WHAT TO WORK ON => Duplicate, line for line, the part of the records that opens with the line containing "Pinpoint every front fender." and runs through the end of the records, including both of those boundary lines.

DATA SUPPLIED =>
◇ ◇ ◇ ◇

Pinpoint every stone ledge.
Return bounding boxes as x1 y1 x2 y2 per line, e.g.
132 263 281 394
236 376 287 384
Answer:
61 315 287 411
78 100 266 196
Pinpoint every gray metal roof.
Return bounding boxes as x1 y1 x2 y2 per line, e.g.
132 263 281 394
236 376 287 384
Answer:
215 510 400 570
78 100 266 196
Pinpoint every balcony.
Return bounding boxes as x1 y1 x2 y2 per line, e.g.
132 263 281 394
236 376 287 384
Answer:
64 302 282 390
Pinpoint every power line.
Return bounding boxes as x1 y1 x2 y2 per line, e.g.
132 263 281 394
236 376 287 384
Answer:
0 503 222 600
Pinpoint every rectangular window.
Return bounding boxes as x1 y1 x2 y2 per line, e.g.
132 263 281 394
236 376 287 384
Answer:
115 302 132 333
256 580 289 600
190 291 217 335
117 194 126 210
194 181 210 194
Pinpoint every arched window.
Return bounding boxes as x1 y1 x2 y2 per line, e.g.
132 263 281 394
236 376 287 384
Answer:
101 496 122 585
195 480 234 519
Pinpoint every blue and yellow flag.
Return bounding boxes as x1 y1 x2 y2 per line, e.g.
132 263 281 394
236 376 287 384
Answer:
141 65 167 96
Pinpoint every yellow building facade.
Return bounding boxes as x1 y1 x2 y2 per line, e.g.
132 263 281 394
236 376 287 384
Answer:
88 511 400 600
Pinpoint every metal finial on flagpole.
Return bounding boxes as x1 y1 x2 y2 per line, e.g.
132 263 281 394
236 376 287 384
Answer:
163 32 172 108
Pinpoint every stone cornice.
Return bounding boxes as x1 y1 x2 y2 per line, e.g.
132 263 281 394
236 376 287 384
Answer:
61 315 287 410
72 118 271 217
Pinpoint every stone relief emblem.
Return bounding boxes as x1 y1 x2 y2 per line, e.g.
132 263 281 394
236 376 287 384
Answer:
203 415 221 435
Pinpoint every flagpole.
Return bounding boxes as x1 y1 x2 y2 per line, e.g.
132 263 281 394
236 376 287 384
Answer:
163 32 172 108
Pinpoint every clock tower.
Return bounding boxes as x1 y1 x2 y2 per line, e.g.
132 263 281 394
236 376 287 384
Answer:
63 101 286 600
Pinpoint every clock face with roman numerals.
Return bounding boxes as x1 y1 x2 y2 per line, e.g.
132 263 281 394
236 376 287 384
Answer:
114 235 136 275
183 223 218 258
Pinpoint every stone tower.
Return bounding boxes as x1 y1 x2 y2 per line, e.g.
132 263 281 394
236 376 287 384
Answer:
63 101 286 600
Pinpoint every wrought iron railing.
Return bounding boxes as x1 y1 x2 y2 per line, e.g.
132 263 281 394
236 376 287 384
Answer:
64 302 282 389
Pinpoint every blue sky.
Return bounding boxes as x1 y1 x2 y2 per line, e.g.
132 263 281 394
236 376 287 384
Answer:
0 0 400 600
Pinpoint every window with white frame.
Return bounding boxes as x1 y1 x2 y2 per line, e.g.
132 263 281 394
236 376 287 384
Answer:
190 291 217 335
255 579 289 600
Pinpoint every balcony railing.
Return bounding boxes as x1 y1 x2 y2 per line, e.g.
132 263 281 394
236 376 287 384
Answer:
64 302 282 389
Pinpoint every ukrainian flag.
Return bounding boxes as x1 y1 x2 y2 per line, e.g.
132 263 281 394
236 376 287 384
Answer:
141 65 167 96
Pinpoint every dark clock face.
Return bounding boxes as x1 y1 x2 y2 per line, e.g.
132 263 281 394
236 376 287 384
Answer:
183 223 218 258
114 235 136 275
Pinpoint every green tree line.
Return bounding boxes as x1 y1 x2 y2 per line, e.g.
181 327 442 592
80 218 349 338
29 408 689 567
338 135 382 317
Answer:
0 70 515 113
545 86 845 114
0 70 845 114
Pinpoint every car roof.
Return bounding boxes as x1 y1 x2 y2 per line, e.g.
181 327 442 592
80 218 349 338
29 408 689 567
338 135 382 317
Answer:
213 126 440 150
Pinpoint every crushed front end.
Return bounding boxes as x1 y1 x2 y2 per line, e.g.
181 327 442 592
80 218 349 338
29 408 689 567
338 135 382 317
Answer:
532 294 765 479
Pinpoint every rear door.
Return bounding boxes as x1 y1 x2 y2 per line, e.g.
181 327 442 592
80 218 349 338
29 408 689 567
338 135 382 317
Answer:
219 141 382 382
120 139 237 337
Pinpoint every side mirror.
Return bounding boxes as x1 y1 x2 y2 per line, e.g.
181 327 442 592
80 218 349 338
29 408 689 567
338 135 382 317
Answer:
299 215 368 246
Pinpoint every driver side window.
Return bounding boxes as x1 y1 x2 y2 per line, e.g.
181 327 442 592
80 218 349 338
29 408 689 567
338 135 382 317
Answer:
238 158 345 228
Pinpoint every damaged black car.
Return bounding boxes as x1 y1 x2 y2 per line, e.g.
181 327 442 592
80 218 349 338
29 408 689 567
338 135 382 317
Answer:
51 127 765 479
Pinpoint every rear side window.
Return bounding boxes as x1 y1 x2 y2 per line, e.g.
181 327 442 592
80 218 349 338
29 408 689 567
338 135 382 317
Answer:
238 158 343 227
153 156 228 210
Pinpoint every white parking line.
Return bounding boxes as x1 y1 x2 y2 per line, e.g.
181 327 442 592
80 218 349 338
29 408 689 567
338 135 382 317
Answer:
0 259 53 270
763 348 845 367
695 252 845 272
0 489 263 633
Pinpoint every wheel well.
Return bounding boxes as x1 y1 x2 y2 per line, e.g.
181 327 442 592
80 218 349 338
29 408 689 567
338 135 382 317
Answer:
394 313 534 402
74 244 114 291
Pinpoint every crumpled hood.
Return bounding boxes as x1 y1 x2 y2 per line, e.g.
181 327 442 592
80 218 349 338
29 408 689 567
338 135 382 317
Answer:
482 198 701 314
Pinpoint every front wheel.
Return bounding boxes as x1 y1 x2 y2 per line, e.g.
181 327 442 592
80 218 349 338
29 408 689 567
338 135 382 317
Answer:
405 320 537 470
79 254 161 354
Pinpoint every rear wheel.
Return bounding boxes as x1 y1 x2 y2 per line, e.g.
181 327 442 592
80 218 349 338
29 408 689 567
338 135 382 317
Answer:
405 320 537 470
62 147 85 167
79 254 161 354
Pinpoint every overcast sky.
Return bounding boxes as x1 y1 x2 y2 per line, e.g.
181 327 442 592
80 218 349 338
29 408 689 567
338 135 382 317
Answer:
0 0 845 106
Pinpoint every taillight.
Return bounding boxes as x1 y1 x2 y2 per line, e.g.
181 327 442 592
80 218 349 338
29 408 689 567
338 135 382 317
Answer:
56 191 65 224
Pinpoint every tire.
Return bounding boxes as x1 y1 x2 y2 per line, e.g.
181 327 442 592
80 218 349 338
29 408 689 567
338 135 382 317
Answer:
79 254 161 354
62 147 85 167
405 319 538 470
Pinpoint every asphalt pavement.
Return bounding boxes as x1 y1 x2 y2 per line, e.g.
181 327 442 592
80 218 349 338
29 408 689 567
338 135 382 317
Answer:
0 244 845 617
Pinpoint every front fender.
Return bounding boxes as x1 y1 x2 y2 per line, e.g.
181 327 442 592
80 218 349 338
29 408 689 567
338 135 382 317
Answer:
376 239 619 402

◇ ◇ ◇ ◇

EXPECTED ANSWER =>
Pinpoint every front fender.
Return bounding boxes as x1 y1 x2 y2 per line, e.g.
181 327 442 592
80 218 349 338
29 408 689 567
338 135 382 317
Answer:
376 239 619 402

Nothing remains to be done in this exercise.